┌─ TEXT FOR ANALYSIS

Everything Changes in an Instant.

Think about human life for a minute. Think about the idea that two people get together and do what people do and then, from that, another person is created. Just like that. It happens in an instant. Wild, right?

As the four year anniversary of my mother’s death approaches, I’m not feeling what I would have expected to feel. I’m not deeply and profoundly sad as I have been in past years. I’m not doing the fandango over here, but it’s more a general melancholy this time around. Perhaps my emotions will change day to day, minute to minute, as it gets closer. That is probably normal and to be expected.

I think I’m finally coming to terms with the idea that what’s done is done and it is all it will ever be. I mean, what choice do I have? She is already dead. Failure to accept this reality will not alter the ultimate ending. She is and will remain dead.

In one instant, she ceased to exist and I, in turn, ceased to be the person I was.

└─

» **ACTIONS TO TAKE**:
**1.** Shorten the paragraph of the essay about a mother's death that begins "As the four year anniversary," and keep its main facts.
**2.** From the essay about a mother's death, print the part that opens with the words containing "As the four" and closes with "person I was.".
Rely on nothing but the essay about a mother's death.

┌─ STORED DATA

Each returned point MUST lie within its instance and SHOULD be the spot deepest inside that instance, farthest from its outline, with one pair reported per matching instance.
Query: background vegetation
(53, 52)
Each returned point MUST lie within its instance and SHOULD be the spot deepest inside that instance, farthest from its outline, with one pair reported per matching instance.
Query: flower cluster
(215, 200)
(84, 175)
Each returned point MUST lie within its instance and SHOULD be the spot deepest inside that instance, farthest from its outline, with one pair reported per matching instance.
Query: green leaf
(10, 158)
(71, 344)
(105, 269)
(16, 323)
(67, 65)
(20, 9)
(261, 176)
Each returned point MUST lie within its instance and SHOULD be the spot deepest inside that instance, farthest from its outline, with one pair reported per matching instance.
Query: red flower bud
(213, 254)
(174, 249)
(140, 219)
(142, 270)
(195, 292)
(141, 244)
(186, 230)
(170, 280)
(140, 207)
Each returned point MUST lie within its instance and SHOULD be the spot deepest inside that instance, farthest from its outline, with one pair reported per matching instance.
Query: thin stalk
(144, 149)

└─

» **LIST OF ANSWERS**:
**1.** As the fourth anniversary of my mother's death nears, I feel a general melancholy rather than the deep sadness of past years, though I'm not celebrating either. My emotions may shift day to day as the date gets closer, which is probably normal.

**2.**
As the four year anniversary of my mother’s death approaches, I’m not feeling what I would have expected to feel. I’m not deeply and profoundly sad as I have been in past years. I’m not doing the fandango over here, but it’s more a general melancholy this time around. Perhaps my emotions will change day to day, minute to minute, as it gets closer. That is probably normal and to be expected.

I think I’m finally coming to terms with the idea that what’s done is done and it is all it will ever be. I mean, what choice do I have? She is already dead. Failure to accept this reality will not alter the ultimate ending. She is and will remain dead.

In one instant, she ceased to exist and I, in turn, ceased to be the person I was.